__EXCERPT TO READ__:
☆ ☆ ☆
Examples¶

This page collects practical examples you can use to run queries on Lance datasets on the Hugging Face Hub. Installation, authentication, and runnable snippets are included below.

Getting started¶

Install the core dependencies:

pip install pylance pyarrow

Authentication¶

To read private datasets and get higher rate limits, export your Hugging Face token:

export HF_TOKEN="your_hugging_face_token_here"

Tip

Using a Hugging Face token helps you avoid throttling and rate limiting when sending multiple requests to the Hub to query Lance datasets stored there.

Scan a multimodal Lance dataset¶

You can open a Lance dataset stored on the Hub using the hf:// path specifier. This scans the remote dataset without downloading it locally, and you can set limits, filters, and projections to only fetch the data you need.

import lance

# Return as a Lance dataset
ds = lance.dataset("hf://datasets/lance-format/laion-1m/data/train.lance")

scanner = ds.scanner(
    columns=["caption", "url", "similarity"],
    limit=5
)

rows = scanner.to_table().to_pylist()
for row in rows:
    print(row)

Vector search on image embeddings¶

Because indexes are native to the Lance format, you can store embeddings and indexes together in one dataset and query them directly on the Hub.

If the dataset includes a vector index (for example img_emb), you can run vector search queries directly on the remote dataset without downloading it. The example below shows a nearest neighbor search using an image embedding as the query vector.

import lance
import pyarrow as pa

ds = lance.dataset("hf://datasets/lance-format/laion-1m/data/train.lance")

emb_field = ds.schema.field("img_emb")
ref = ds.take([0], columns=["img_emb"]).to_pylist()[0]["img_emb"]
query = pa.array([ref], type=emb_field.type)
☆ ☆ ☆
__DATA__:
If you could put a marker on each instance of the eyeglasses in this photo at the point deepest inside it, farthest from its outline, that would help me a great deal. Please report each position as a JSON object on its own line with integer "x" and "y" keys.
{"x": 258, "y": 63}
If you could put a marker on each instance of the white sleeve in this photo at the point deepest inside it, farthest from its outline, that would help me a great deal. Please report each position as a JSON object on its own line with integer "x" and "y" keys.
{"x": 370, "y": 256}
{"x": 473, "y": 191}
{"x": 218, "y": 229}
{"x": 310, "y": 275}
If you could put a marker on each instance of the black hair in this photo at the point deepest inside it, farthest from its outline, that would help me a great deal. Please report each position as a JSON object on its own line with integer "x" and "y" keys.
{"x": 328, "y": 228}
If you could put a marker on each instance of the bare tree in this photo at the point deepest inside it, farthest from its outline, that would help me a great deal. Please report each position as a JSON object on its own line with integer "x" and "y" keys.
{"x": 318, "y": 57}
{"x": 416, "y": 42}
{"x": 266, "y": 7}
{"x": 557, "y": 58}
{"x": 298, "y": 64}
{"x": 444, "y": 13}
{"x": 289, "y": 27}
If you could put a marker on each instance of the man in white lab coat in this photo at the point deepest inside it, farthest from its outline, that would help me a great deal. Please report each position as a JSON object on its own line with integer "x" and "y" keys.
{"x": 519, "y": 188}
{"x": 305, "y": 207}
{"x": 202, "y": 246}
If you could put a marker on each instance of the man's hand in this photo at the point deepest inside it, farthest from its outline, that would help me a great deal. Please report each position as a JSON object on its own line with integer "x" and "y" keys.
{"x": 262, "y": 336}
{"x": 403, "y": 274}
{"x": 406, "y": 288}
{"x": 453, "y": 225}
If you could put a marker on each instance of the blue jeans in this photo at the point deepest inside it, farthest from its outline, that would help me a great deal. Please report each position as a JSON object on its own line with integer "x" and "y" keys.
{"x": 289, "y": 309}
☆ ☆ ☆
__DIRECTIONS__:
A. According to the Lance examples page, which path specifier opens a Lance dataset stored on the Hub?
B. Reproduce everything in the Lance examples page from "rows = scanner.to_table().to_pylist()" down to "the query vector.", switching "nearest neighbor search" to "similarity search".

__IN RESPONSE__:
A. The hf:// path specifier.

B.
rows = scanner.to_table().to_pylist()
for row in rows:
    print(row)

Vector search on image embeddings¶

Because indexes are native to the Lance format, you can store embeddings and indexes together in one dataset and query them directly on the Hub.

If the dataset includes a vector index (for example img_emb), you can run vector search queries directly on the remote dataset without downloading it. The example below shows a similarity search using an image embedding as the query vector.